# PARTS OF THE EXERCISE
A - In the note on CheXNet, how many layers does the Densenet have?
B - Give the first word of each item in the CheXNet note that is marked with an asterisk.
C - Repeat the part of the CheXNet note starting with "This is a note" and going on through "description on github.".

# TEXT
Start of Block
(First published at AIDL-LD and AIDL Weekly.)
This is a note on CheXNet the paper. As you know it is the widely circulated paper from Stanford, purportedly outperform human's performance on Chest X-ray diagnostic.
* BUT, after I read it in detail, my impression is slightly different from just reading the popular news including the description on github.
* Since the ML part is not very interesting. I will just briefly go through it - it's a 121-layer Densenet, basically it means there are feed-forward connection from every previous layers. Given the data size, it's likely a full training.
* There was not much justification on the why of the architecture. My guess: the team first tried transfer learning, but decide to move on to full-training to get better performance. A manageable setup would be Densenet.
* Then there was a fairly standard experimental comparison using AUC. In a nut shell, CheXNet did perform better than humans in every one of the 14 classes of ChestX-ray-14, which is known to be the largest of the similar databases.
* Now here is the caveat popular news hadn't mentioned:
1, First of all, humans weren't allow to access previous medical records of a patient.
End of Block
(Stored data rows)
Start of Block
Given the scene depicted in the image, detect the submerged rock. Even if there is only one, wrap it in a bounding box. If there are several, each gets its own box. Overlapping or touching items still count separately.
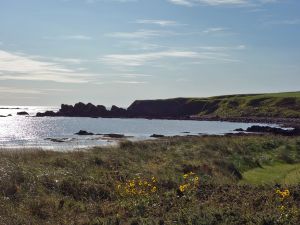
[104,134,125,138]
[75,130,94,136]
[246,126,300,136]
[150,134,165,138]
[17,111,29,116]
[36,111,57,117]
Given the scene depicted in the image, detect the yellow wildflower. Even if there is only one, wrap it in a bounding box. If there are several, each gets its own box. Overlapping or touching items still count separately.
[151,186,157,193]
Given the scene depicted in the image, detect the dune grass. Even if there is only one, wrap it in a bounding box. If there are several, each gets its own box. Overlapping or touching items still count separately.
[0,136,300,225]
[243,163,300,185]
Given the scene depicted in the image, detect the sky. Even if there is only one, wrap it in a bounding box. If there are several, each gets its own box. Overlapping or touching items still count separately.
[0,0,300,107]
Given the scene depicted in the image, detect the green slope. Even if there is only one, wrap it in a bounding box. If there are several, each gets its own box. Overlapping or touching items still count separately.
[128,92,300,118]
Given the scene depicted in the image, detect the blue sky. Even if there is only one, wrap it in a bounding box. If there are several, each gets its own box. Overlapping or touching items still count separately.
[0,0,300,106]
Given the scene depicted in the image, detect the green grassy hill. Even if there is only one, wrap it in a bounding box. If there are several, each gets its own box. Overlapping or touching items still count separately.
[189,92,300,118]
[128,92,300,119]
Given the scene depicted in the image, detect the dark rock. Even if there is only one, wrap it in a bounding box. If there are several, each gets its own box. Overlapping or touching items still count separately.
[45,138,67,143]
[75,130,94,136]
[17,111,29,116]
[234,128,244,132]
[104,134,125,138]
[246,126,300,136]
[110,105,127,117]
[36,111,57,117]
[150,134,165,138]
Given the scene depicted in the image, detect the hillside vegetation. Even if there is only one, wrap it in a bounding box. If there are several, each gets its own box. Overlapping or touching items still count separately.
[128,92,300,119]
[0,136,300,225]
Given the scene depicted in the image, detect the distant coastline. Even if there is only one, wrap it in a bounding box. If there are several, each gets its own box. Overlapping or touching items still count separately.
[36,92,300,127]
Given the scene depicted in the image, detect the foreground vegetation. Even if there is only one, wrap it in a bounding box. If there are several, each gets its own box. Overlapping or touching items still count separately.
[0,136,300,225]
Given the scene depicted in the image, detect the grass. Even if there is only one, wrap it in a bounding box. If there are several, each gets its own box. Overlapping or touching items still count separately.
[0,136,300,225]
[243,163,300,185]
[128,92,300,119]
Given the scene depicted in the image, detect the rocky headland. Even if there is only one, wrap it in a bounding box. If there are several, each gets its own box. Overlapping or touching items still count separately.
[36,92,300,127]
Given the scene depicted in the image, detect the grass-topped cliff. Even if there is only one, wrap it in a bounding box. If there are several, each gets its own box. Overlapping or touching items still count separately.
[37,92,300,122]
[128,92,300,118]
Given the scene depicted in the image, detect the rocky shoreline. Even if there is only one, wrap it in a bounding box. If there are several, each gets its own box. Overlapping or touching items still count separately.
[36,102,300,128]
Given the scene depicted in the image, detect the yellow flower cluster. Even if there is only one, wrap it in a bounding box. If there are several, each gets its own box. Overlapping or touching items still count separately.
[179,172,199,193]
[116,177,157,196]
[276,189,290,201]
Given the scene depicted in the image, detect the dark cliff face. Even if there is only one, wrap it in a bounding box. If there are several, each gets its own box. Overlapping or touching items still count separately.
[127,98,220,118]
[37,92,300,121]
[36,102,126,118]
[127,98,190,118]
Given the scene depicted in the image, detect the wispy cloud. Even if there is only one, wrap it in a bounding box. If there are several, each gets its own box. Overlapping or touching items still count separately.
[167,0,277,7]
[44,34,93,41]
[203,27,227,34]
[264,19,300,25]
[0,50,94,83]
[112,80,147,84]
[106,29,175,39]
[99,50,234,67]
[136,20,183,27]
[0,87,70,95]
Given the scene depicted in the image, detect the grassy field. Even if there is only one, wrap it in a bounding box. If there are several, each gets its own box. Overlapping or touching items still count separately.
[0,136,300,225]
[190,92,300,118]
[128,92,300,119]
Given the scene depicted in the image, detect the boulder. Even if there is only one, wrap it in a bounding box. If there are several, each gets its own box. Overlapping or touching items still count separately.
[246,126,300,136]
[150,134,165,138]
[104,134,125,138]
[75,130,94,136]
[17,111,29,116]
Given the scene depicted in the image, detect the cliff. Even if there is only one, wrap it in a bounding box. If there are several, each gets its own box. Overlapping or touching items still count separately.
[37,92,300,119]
End of Block
# SOLVED PROBLEMS
A - It has 121 layers.

B - BUT, Since, There, Then, Now

C -
This is a note on CheXNet the paper. As you know it is the widely circulated paper from Stanford, purportedly outperform human's performance on Chest X-ray diagnostic.
* BUT, after I read it in detail, my impression is slightly different from just reading the popular news including the description on github.